▶ Exercises to complete:
[1] According to the tmaxXF conversion issue, which NEX-GDDP model is used for the pilot?
[2] Please continue the tmaxXF conversion issue from its last line.

▶ Selected excerpt:
········

Transform annual tmaxXF to COG and publish STAC metadata for a single NEX-GDDP model

anayeaye commented 8 months ago

What

The annual number of days with a maximum temperature greater than 90F has been selected as the pilot Climdex Nex-GDDP dataset for VEDA. This metric is one of the 5 thresholds included in tmaxXF netCDFs. We have a version of this index for each of the 35 NEX-GDDP CMIP6 models with multiple SSPs each. This pilot is to transform and ingest tmaxXF for a single model, not all 35 yet.

Details

Raw data in protected veda-uah bucket: s3://cmip6-staging/climdex/tmaxXF/ACCESS-CM2/*.nc
Destination pattern: ~s3://veda-data-store-staging/climdex/tmaxXF/ACCESS-CM2/*.tif (if we do ingest all 35 models we will want this key structure to compare model usage and for browsability)~ EDIT see update
Pilot model: ACCESS-CM2
Pilot scenarios (based on shared socioeconomic pathways): SSP126, SSP245, SSP370, SSP585, (& historical)
Climdex.org

Transformation notes

explode the netCDF variables to a single COG per threshold. The 90F threshold is the priority for this Climdex, start with that and add the others time permitting.
these data have already been aligned to -180 to 180
pixel reference has been corrected to pixel as area (the expected upper left reference cell description for a tif versus referring to the center of the grid cell)
these data do need to be flipped when transformed to COG, though
choose rasterio's COG deflate profile and use a predictor (check that output file size is properly compressed)

STAC notes

Refer to CMIP6 STAC extension and implement where straight forward. This does not need to be perfect or complete, we can learn from our choices before ingesting more Climdex and models.
Titles, variable names, and units are all described in the NetCDF
Consider 4 collections for this pilot. While this flat structure will not scale for nex-gddp it could make it easier for us to fast track Climdex for the dashboard and provide an experience similar to the old CMIP6 dashboard
Proposed 4 Collections
- tmaxxf-access-cm2-ssp126
- - -ssp245, -ssp370, -ssp585
Proposed items will have one asset per each of the 5 thresholds
Consider padding each collection with duplicate item records for the 65 years of historical data for the model (this would make a time series of 1950 to 2100 possible

AC

[x] netCDFs 'exploded' to single band yearly COGs (1 per threshold EDIT: starting with 90F threshold only)
[x] stac metadata generated and ingested
[ ] collection definition(s) stored in veda-data
[ ] transformation code and metadata generation stored in veda-data or stactools a branch on either project with a notebook is fine ~- [ ] BONUS if this is cake, consider repeating for one more model for the pilot~
[x] Coordinate veda-config (usually data services end with STAC metadata but for this rush delivery we should ensure that the data make it to the dashboard so update the mdx or make sure there is clear information for a hand off)

········

▶ Listed records:
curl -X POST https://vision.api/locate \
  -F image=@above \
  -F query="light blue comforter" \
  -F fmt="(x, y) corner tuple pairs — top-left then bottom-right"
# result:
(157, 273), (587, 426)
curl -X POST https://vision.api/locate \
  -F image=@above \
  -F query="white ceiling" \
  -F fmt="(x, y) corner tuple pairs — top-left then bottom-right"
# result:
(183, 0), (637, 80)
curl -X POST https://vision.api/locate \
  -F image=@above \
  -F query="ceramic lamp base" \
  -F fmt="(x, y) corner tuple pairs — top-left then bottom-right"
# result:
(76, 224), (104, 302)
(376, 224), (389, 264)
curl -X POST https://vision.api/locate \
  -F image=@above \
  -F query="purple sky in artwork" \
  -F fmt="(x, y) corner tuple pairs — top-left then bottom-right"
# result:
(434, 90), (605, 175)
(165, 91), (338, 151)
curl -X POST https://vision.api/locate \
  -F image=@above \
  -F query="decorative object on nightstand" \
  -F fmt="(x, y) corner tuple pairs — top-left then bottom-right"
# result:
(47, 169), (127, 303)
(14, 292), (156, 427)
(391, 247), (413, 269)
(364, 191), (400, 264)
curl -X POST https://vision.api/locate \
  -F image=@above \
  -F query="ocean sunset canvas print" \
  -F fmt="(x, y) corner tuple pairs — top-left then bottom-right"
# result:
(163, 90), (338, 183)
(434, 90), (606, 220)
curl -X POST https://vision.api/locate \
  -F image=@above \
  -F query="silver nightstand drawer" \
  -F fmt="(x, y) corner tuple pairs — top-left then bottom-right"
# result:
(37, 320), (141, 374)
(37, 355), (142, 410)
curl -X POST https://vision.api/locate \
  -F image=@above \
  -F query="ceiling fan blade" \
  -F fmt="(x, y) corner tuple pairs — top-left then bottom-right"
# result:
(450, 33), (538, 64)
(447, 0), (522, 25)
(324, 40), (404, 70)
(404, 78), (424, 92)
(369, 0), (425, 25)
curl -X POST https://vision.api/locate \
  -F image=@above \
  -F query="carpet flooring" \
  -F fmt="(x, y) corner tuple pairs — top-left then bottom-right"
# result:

········

▶ Exercise answers:
[1] ACCESS-CM2.

[2]
anayeaye commented 8 months ago

UPDATE: Streamlined Plan

4 collections

One collection for each SSP

climdex-tmaxxf-access-cm2-ssp126
climdex-tmaxxf-access-cm2-ssp245
climdex-tmaxxf-access-cm2-ssp370
climdex-tmaxxf-access-cm2-ssp585
historical was not requested so we will not use it for stage 1

Items within these collections:

each item will have a single asset named tmax_above_90 (later we may add other thresholds as assets but not for Nov 17)
example asset href: s3://veda-data-store-staging/climdex-tmaxxf-access-cm2-ssp126/tmaxXF-ACCESS-CM2-ssp126_tmax_above_90_<year>.tif (_compressed.nc is replaced with _tmax_above_90_<year>.tif)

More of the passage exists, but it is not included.